_Tâches et exercices:_
A. D'après le récit de voyage au Japon, combien de restaurants étoilés Michelin compte Tokyo ?
B. Poursuivez le récit de voyage au Japon après sa dernière phrase.

_Extrait du document:_
Les aventures du petit horloger – 19
Le Japon, l’archipel le plus à l’Est et sans aucun doute le plus décalé par rapport au reste de l’Asie. Le plus frappant à notre arrivée à Tokyo est le silence qui y règne, le traffic des voitures génère très peu de décibels et même en plein centre ville, pas un seul coup de klaxon ni même un éclat de voix. Les japonais font preuve d’une discipline sans égale, idem dans le métro, pas d’échanges ou très peu, par moments j’ai même l’impression d’évoluer au milieu de zombies. Et pourtant dès qu’on s’adresse à eux ils deviennent tout sourire et presque chaleureux, pas vraiment English friendly ils s’évertuent à vous parler dans leur langue tout en multipliant les révérences, une attitude drôle et intriguante à la fois.
Un premier Airbnb choisi au hasard nous amène à découvrir le quartier du Skytree, une tour panoramique qui nous permet d’apprécier l’immensité de la ville d’une superficie de 2000 km, 20 fois Paris. Il doit y avoir des montres de partout ! A commencer par celles du musée Seiko à 2km de là, non pas la totalité des Seiko produites sont visibles ici (3 étages ne suffiraient pas) mais les principales, en particulier les modèles qui ont marqué un tournant dans l’histoire de la marque et dans le vaste monde de l’horlogerie. Des répliques de mouvements suisses à ses débuts, la marque à su évoluer et faire preuve d’innovation ou d’amélioration de systèmes existants au cours des décennies qui ont suivi : quartz analogique puis quartz lcd à 6 chiffres, et par la suite kinetic et springdrive, techniques pour lesquelles la paternité ne se discute pas. Seiko a su conquérir le monde grâce à une communication efficace basée sur la modernité, un rapport qualité prix intéressant, des techniques de fabrication à la pointe, en bref une institution nippone qui force l’admiration.
Là où les japonais sont plutôt doués aussi, c’est en termes de gastronomie, la ville compte 200 restaurants étoilés Michelin ce qui porte à croire que la barre est placée haute. Nous allons le vérifier facilement, d’un établissement à l’autre les produits cuisinés sont toujours frais et la radioactivité insipide ! Plus sérieusement la qualité de service se retrouve à tous les niveaux, accueil, propreté, ponctualité des transports, raffinement… . Je souligne d’ailleurs que le tokyoïte moyen est toujours bien apprêté et visiblement exigeant sur le choix de ses accessoires. A savoir que les montres des japonais, même anciennes, sont le plus souvent dans un état nickel chrome. Une conversation avec un horloger modeur du quartier de Ueno (cloud cafe) me permet d’apprendre beaucoup sur cette tendance : il y a encore vingt ans le collectionneur japonais appréciait que sa montre porte sur elle les stigmates du temps, patine du cadran et rayures deci delà. Mais aujourd’hui la majorité de la clientèle du vintage souhaite du vieux à l’apparence du neuf. Et pour répondre à cette demande sont nées les pièces génériques dites aftermarket : bracelets, carrures, faux cadrans ou refaits, aiguilles et couronnes neuves appliquées sur la base de calibres d’origine, en clair seuls les mouvements sont authentiques. Mon homologue est honnête (japonais), et m’indique que toutes ses Rolex dans la tranche des 2000/2500 euros en sont. Les mêmes que j’avais vues dans des shops spécialisés de Hong Kong et proposées comme des produits originaux. Ces Rolex vintage trop parfaites, je les ai toujours évitées, et jusqu’ici je pense avoir bien fait. Pour ce qui est des autres, elles sont vendues à des prix stratosphériques, comme pour les vintage en général, bien au dessus des tarifs constatés sur Ebay. Une visite de la boutique CTI watches, dans le quartier de Ginza confirmera ce phénomène. Parmi les montres de ce shop, pour la plupart surrévaluées à mon goût, une superbe Bulova Spaceview sort du lot. Intéréssé je demande au boss si son prix comprend les taxes, par chance il interprète ma demande comme un souhait de ristourne et baisse spontanément le prix de 6000 yen. A 350 euros elle prendra place à mon poignet.

[Éléments d'identification de lieux]
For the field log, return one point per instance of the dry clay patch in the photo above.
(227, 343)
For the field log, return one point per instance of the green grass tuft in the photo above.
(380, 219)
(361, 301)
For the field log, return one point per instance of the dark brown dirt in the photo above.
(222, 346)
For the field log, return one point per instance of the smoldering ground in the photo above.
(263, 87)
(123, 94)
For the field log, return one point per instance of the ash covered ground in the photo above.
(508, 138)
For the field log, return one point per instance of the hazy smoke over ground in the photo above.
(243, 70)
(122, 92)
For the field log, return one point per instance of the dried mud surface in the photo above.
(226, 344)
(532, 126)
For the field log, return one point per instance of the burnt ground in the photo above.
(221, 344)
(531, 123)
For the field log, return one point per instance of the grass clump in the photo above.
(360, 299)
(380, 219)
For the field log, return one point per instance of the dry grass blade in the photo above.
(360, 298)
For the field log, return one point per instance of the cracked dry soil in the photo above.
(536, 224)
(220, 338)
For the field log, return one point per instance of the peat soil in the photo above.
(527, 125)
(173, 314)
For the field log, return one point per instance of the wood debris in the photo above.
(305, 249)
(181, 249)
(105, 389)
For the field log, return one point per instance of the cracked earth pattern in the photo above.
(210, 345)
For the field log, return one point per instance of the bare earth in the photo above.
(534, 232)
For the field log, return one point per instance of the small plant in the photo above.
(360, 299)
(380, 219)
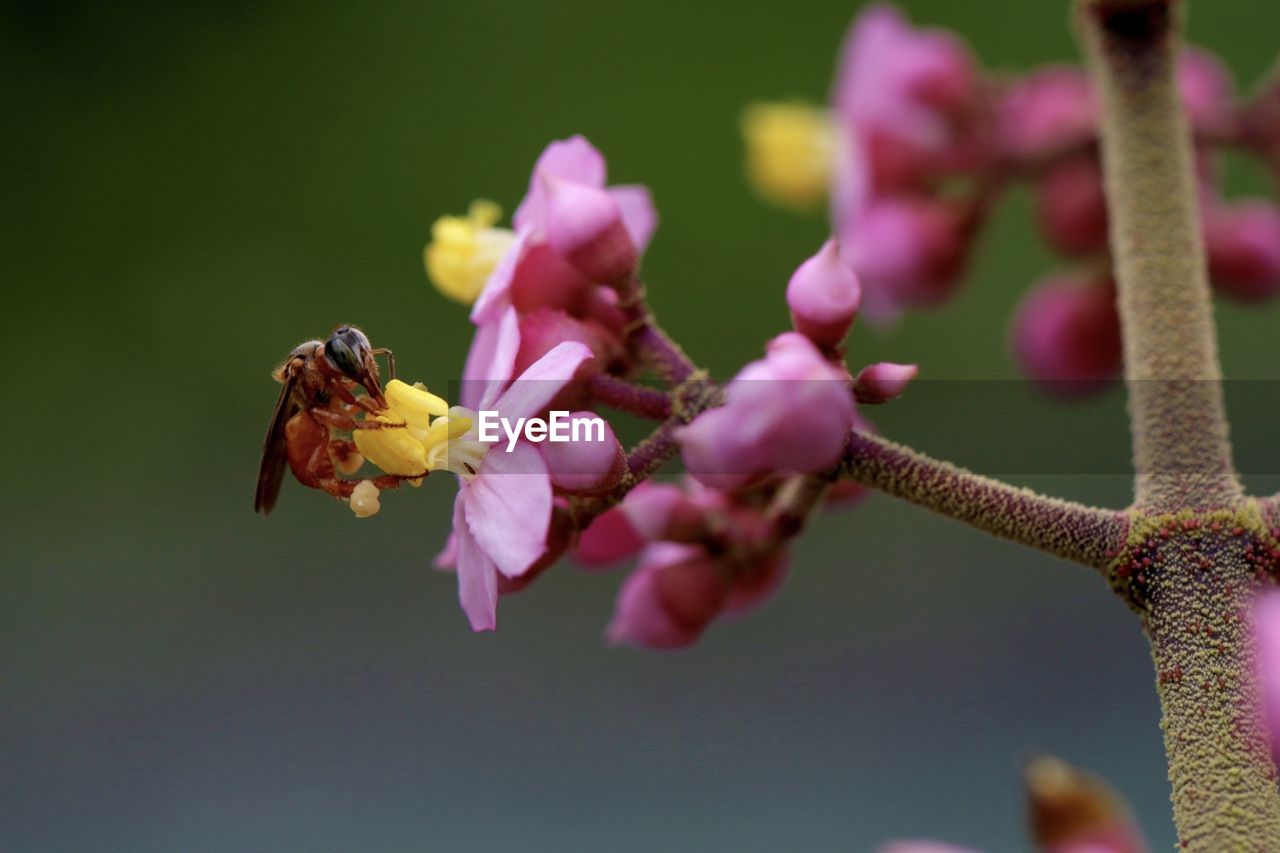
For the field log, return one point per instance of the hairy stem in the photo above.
(1070, 530)
(1182, 450)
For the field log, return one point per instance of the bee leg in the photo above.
(346, 457)
(339, 420)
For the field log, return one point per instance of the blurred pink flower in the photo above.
(671, 597)
(823, 296)
(909, 251)
(883, 381)
(1066, 334)
(624, 530)
(1266, 635)
(590, 464)
(1243, 245)
(903, 82)
(1047, 112)
(1070, 206)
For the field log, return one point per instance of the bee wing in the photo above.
(270, 473)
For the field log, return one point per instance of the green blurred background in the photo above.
(191, 188)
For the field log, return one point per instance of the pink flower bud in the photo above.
(883, 381)
(668, 600)
(621, 532)
(1070, 206)
(1047, 112)
(1243, 243)
(908, 251)
(904, 81)
(1266, 637)
(544, 279)
(543, 329)
(584, 224)
(592, 461)
(823, 295)
(789, 413)
(1066, 336)
(1207, 90)
(758, 583)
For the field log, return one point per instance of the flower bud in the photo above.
(1077, 812)
(757, 583)
(1243, 245)
(908, 251)
(789, 413)
(1207, 91)
(592, 461)
(1066, 336)
(823, 296)
(1047, 112)
(1070, 206)
(622, 530)
(668, 600)
(883, 381)
(1266, 643)
(584, 224)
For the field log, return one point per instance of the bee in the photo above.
(316, 405)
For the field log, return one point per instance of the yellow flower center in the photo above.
(790, 153)
(424, 434)
(464, 251)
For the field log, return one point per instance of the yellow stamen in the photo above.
(464, 251)
(790, 153)
(364, 500)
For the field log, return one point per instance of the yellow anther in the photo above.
(364, 500)
(464, 251)
(396, 451)
(790, 153)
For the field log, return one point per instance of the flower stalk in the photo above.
(1180, 445)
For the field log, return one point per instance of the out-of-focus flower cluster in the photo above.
(919, 141)
(561, 324)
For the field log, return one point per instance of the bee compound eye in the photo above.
(342, 356)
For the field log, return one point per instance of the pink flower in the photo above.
(789, 413)
(645, 515)
(1266, 637)
(533, 273)
(1046, 112)
(1070, 206)
(1207, 91)
(823, 296)
(923, 847)
(1243, 245)
(1066, 334)
(883, 381)
(909, 251)
(502, 512)
(593, 461)
(670, 600)
(903, 82)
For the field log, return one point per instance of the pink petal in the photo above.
(586, 465)
(496, 296)
(883, 381)
(639, 215)
(448, 557)
(508, 507)
(492, 359)
(538, 386)
(572, 159)
(478, 579)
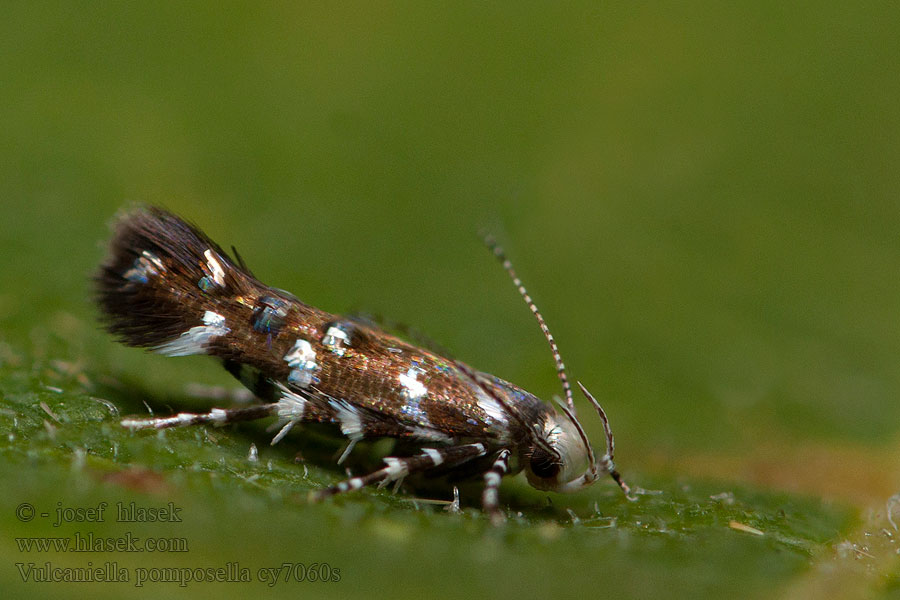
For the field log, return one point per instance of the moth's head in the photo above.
(561, 458)
(558, 455)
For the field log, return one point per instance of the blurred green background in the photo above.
(702, 199)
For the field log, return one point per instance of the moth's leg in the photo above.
(398, 468)
(217, 416)
(490, 496)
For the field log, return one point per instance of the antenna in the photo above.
(492, 244)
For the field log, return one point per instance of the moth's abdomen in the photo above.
(166, 286)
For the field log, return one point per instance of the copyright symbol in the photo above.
(25, 512)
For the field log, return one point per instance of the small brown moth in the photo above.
(167, 287)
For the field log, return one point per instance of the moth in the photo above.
(167, 287)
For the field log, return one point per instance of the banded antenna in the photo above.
(492, 244)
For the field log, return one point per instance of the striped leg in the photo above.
(490, 496)
(217, 416)
(398, 468)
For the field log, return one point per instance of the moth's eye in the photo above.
(543, 464)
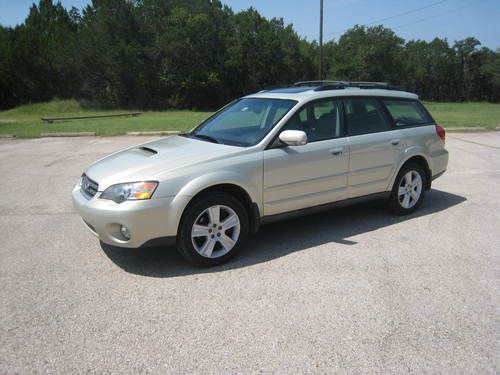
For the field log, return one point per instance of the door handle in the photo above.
(337, 151)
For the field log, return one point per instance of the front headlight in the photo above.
(130, 191)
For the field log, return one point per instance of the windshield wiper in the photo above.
(205, 137)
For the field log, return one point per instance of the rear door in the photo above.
(375, 146)
(298, 177)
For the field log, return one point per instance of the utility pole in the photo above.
(320, 40)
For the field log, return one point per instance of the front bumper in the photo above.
(147, 220)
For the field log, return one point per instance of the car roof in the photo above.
(307, 93)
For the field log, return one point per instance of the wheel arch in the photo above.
(423, 162)
(229, 183)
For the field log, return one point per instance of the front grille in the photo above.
(90, 187)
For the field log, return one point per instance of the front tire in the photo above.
(408, 190)
(212, 229)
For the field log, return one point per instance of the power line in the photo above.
(394, 16)
(437, 15)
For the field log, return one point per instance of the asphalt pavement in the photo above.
(355, 290)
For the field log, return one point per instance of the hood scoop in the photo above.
(146, 151)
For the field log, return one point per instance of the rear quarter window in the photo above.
(407, 112)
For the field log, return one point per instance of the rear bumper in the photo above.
(439, 163)
(148, 221)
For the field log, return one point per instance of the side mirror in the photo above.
(293, 137)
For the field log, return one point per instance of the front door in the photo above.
(297, 177)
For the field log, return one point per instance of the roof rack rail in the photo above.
(318, 83)
(359, 84)
(274, 87)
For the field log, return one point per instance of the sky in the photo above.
(451, 19)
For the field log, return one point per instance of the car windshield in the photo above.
(244, 122)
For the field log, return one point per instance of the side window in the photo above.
(320, 120)
(407, 112)
(364, 115)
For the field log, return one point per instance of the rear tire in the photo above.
(212, 229)
(408, 190)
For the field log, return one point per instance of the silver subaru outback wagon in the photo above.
(264, 157)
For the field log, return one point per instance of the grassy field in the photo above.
(24, 121)
(466, 114)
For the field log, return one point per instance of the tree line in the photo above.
(199, 54)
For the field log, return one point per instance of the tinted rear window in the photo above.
(365, 115)
(407, 112)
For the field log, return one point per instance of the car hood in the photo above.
(149, 160)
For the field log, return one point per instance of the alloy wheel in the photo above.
(215, 231)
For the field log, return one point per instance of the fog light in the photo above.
(125, 232)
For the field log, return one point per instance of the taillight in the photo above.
(440, 131)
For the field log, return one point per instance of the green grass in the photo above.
(466, 114)
(24, 121)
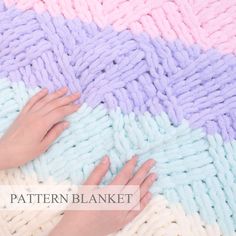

_Les réponses:_
A. Tokyo compte 200 restaurants étoilés Michelin.

B.
Mon petit doigt me dit qu’il serait bon que je me tourne vers les pawn shops. Car il y en a beaucoup à Tokyo, de la petite boutique qui jouxte l’épicerie de quartier aux grandes chaînes, c’est vraiment pas le choix qui manque. Après comparaison des tarifs sur une semaine je peux me permettre de dresser un premier bilan, et la chaîne de magasins Daikokuya ressort nettement vainqueur. Ils sont les moins cher (de 20 à 50% selon les modèles) et les articles de seconde main qu’on y trouve sont dans un état irréprochable, comme neufs, je suis stupéfié ! A Roppongi je craque pour une Speedmaster reduced 35.010 de 1991, en parfait état pour 1150 euros, exempt de taxes. A Shinjuku c’est une Alpina Seamonster sur laquelle je vais jeter mon dévolu, 420 euros avec papiers.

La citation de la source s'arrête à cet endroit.